SELECTED EXCERPT |
Start

An overwrought romantic melodrama featuring two actors turning in sick-day performances.
Sergio Castellitto’s adaptation of his wife Margaret Mazzantini’s novel, Twice Born is an overwrought romantic melodrama set in the Bosnian conflict that features two fine actors turning in sick-day performances. The Italian actor-turned-director fails to draw anything substantial out of his stars Penelope Cruz (who he worked with on his previous film, Don’t Move, another adaptation of a Mazzantini novel) and Emile Hirsch, though the unbelievably phony dialog would stumble up even the best of thesps. The egregious absence of chemistry between the leads is damaging enough to sink the film by itself, but unfortunately the problems don’t stop there.
The mostly English-language picture employs both a present-day storyline and lengthy flashbacks in the life of Gemma (Cruz), an Italian with a suspiciously Spanish-sounding accent. Cruz shows the occasional glimmer of her greatness in the role, but she’s capable of so much more. In the flashbacks, Gemma falls for Diego (Hirsch), a globetrotting American photographer who’s one of those loud, grating, hyper-optimistic types that thinks he’s more charming and funny than he is. Hirsch’s forced enthusiasm is only magnified by the borderline-idiotic dialog. “The world’s going to hell, baby. And we’re going down with it.” The age disparity between Cruz and Hirsch is distracting (he’s got a baby face), especially when talks of starting a family arise.

End

ROWS |
Start

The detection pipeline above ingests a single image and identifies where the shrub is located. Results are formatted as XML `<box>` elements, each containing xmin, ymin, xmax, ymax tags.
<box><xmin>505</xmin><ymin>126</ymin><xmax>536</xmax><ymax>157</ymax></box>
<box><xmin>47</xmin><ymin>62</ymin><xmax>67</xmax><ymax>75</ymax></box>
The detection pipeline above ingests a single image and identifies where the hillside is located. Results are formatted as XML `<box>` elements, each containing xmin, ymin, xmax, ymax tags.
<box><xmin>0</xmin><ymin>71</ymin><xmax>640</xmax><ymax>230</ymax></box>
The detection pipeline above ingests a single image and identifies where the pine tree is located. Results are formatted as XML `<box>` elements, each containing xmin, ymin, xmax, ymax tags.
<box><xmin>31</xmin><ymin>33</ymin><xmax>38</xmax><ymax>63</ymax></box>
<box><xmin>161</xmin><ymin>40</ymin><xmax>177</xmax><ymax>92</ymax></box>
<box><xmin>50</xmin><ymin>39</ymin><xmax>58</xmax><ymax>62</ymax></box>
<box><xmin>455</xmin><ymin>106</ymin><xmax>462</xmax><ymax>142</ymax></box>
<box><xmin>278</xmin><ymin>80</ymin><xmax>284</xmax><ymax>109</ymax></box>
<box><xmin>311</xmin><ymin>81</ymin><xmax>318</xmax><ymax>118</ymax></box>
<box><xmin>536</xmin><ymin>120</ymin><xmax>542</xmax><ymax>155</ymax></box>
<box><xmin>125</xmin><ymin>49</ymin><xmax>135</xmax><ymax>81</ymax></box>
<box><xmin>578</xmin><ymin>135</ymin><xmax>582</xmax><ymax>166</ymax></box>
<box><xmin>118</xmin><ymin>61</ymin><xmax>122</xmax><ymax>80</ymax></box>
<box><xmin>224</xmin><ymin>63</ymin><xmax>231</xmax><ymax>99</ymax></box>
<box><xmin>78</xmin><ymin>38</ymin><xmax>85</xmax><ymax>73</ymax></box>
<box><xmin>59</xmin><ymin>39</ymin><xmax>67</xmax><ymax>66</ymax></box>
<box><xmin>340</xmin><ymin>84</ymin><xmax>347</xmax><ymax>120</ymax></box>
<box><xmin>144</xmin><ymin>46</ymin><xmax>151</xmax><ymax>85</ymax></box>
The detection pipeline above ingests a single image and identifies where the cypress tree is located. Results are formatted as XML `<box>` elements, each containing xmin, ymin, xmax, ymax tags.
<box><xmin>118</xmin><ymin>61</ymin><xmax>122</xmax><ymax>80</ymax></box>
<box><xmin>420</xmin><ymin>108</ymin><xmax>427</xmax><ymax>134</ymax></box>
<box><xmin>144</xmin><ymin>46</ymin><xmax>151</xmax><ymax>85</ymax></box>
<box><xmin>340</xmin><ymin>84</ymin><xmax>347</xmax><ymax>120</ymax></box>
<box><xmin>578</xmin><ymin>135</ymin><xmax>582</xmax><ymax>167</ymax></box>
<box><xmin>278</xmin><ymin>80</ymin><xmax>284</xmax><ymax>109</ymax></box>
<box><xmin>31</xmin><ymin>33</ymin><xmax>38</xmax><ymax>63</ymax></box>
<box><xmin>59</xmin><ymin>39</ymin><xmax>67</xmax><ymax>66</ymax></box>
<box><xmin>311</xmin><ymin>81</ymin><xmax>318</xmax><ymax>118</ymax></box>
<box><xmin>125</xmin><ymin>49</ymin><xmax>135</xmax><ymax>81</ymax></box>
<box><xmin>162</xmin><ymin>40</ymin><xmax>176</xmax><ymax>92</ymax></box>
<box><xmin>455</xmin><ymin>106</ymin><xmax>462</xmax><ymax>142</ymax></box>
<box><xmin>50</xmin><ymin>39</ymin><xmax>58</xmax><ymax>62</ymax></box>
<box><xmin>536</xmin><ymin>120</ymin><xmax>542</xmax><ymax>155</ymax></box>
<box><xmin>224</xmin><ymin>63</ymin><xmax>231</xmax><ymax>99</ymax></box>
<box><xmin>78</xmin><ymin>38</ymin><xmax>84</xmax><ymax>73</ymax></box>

End

PARTS OF THE EXERCISE |
A) Reproduce the passage of the film review from "An overwrought romantic melodrama featuring" up to and including "don’t stop there.".
B) Carry the Twice Born film review further, picking up after its final sentence.
The data has no connection to the film review.

TASK-BY-TASK RESULTS |
A)
An overwrought romantic melodrama featuring two actors turning in sick-day performances.
Sergio Castellitto’s adaptation of his wife Margaret Mazzantini’s novel, Twice Born is an overwrought romantic melodrama set in the Bosnian conflict that features two fine actors turning in sick-day performances. The Italian actor-turned-director fails to draw anything substantial out of his stars Penelope Cruz (who he worked with on his previous film, Don’t Move, another adaptation of a Mazzantini novel) and Emile Hirsch, though the unbelievably phony dialog would stumble up even the best of thesps. The egregious absence of chemistry between the leads is damaging enough to sink the film by itself, but unfortunately the problems don’t stop there.

B)
As Sarajevo crumbles around Gemma and Diego, so does their relationship, a metaphor that would be effective if only it were handled with more integrity. The distasteful depiction of the siege of Sarajevo is at times reprehensibly insensitive; at one point a young man is gunned down in the streets while and his friend sentimentally says that “he fell like an artist.” Really? The conflict serves as a manipulative backdrop for the couple’s relationship, and though the script tries desperately to make the metaphor work, it feels shoehorned and iffy at best, resulting in a jumbled narrative. It’s also never clarified what caused all of the chaos. Who’s firing at who, and why? More insight into the origin of the siege would have been appreciated.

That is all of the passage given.